### Texto fornecido
◆ ◆ ◆

Infelizmente, esses tratamentos muitas vezes resultavam em pacientes submetidos a condições desumanas, o que levou muitos deles à morte. Em um momento crucial da história da medicina, nos anos 1960, os irmãos Sackler compraram uma pequena empresa farmacêutica que, mais tarde, se tornaria a Purdue Pharma.
Naquela época, eles já estavam acumulando fortunas vendendo ansiolíticos altamente viciantes. Quando a patente desses medicamentos expirou, os irmãos Sackler precisavam de um substituto.
Keefe mergulha no tema central de sua obra, que aborda a forma como a farmacêutica Purdue Pharma produziu um medicamento analgésico altamente viciante chamado Oxycontin. Cada detalhe é minuciosamente explorado pelo autor, inclusive a aplicação irregular de documentos para a Food and Drug Administration (FDA), a agência reguladora de medicamentos dos Estados Unidos, para regulamentar a venda do medicamento.
Após sua aprovação, o Oxycontin chegou a ser o medicamento mais vendido dos Estados Unidos, ultrapassando o Viagra. As práticas comerciais adotadas pela Purdue Pharma são altamente controversas e incluem prescrições excessivas e inadequadas do medicamento, bem como a manipulação de documentos e protocolos que amenizavam o impacto do Oxycontin na saúde dos pacientes.
Além disso, a empresa utilizava táticas agressivas de marketing para impulsionar as vendas do medicamento, como propagadas em consultórios médicos, que incluíam imagens de pessoas com a frase “I got my life back” (“recuperei minha vida”), e até incentivos financeiros para médicos que prescreviam o Oxycontin com frequência.
A farmacêutica chegou a pagar outros médicos para convencer colegas sobre os supostos benefícios do Oxycontin, apesar de o medicamento ser mais potente que a morfina e altamente viciante.
Infelizmente, o Oxycontin desempenhou um papel crucial na epidemia de opioides que atingiu vários países, especialmente os Estados Unidos, levando a um número alarmante de mortes por overdose – cerca de 500 mil pessoas nos últimos 20 anos.
Embora a crise tenha sido oficialmente reconhecida nos anos 1990, podemos claramente ver como as práticas comerciais questionáveis da família Sackler foram responsáveis por essa calamidade.

◆ ◆ ◆

(Dados de apontamento baseados em imagens)
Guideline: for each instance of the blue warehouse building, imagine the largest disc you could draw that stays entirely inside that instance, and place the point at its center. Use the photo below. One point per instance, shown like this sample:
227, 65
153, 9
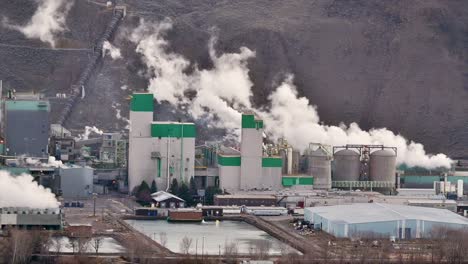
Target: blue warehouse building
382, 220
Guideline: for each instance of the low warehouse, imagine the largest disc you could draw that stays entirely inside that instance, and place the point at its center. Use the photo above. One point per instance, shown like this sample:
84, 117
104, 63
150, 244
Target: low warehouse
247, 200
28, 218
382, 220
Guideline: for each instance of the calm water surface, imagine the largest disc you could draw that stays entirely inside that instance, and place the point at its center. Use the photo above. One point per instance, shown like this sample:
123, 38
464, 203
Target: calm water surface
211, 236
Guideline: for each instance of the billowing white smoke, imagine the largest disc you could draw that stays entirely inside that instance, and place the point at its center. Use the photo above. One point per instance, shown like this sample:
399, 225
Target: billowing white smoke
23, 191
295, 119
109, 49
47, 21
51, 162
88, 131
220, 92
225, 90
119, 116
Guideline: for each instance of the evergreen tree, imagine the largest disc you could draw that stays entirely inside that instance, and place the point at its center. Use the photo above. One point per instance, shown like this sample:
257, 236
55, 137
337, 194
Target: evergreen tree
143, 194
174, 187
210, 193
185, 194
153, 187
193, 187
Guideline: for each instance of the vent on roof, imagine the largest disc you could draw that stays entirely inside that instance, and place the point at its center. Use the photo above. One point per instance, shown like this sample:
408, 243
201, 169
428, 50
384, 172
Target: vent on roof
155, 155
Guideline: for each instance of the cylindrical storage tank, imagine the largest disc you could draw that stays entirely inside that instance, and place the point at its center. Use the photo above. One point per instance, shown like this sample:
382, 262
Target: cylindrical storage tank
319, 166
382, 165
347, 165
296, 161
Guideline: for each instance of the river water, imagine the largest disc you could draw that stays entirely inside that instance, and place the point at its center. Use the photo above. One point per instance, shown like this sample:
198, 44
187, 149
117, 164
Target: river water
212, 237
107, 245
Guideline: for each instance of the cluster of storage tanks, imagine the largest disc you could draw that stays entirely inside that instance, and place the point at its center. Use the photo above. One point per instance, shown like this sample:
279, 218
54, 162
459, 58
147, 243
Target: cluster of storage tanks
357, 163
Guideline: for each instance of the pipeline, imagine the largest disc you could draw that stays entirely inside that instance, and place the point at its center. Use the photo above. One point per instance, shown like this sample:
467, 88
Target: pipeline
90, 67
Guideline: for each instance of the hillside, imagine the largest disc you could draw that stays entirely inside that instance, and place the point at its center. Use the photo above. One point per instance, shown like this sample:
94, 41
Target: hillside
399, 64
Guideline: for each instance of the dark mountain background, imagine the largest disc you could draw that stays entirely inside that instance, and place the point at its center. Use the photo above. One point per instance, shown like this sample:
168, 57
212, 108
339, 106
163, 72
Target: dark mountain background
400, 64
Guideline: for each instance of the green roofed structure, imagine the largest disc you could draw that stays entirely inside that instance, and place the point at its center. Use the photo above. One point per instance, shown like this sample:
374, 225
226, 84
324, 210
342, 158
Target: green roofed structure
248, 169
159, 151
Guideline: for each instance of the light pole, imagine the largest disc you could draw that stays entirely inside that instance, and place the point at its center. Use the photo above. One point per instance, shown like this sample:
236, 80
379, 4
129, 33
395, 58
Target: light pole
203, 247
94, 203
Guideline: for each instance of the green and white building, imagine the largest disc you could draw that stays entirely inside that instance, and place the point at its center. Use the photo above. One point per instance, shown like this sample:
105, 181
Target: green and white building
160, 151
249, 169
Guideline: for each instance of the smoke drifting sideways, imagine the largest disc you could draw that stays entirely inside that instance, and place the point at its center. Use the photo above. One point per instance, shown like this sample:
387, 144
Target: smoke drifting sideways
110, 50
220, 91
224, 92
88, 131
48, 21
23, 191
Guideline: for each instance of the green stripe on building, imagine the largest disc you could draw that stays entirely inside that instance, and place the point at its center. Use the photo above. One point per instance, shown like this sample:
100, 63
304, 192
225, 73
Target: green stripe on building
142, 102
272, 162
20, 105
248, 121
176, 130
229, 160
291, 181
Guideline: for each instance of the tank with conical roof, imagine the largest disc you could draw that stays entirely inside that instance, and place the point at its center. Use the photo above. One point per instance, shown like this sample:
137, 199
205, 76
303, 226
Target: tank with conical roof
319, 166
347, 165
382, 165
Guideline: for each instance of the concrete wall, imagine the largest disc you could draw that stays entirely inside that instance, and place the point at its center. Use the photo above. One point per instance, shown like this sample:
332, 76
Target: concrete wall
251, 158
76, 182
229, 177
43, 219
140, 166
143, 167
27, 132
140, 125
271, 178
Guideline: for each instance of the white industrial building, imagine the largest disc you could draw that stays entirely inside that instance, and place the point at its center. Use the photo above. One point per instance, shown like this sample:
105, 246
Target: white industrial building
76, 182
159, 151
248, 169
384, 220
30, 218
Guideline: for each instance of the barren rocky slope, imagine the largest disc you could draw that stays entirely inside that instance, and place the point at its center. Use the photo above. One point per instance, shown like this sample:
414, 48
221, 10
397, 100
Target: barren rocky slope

◆ ◆ ◆

### Ação necessária 1
No texto sobre o Oxycontin, reescreva o trecho de "Infelizmente, esses tratamentos" até "venda do medicamento.", trocando "ansiolíticos" por "tranquilizantes".
### Ação necessária 2
Responda com base no texto sobre o Oxycontin:
(a) Em que década os irmãos Sackler compraram a pequena empresa farmacêutica?
(b) Qual medicamento o Oxycontin ultrapassou ao se tornar o mais vendido dos Estados Unidos?
(c) Quantas mortes por overdose o texto aponta nos últimos 20 anos?

### Resultado do exercício 1
Infelizmente, esses tratamentos muitas vezes resultavam em pacientes submetidos a condições desumanas, o que levou muitos deles à morte. Em um momento crucial da história da medicina, nos anos 1960, os irmãos Sackler compraram uma pequena empresa farmacêutica que, mais tarde, se tornaria a Purdue Pharma.
Naquela época, eles já estavam acumulando fortunas vendendo tranquilizantes altamente viciantes. Quando a patente desses medicamentos expirou, os irmãos Sackler precisavam de um substituto.
Keefe mergulha no tema central de sua obra, que aborda a forma como a farmacêutica Purdue Pharma produziu um medicamento analgésico altamente viciante chamado Oxycontin. Cada detalhe é minuciosamente explorado pelo autor, inclusive a aplicação irregular de documentos para a Food and Drug Administration (FDA), a agência reguladora de medicamentos dos Estados Unidos, para regulamentar a venda do medicamento.

### Resultado do exercício 2
(a) Nos anos 1960.
(b) O Viagra.
(c) Cerca de 500 mil.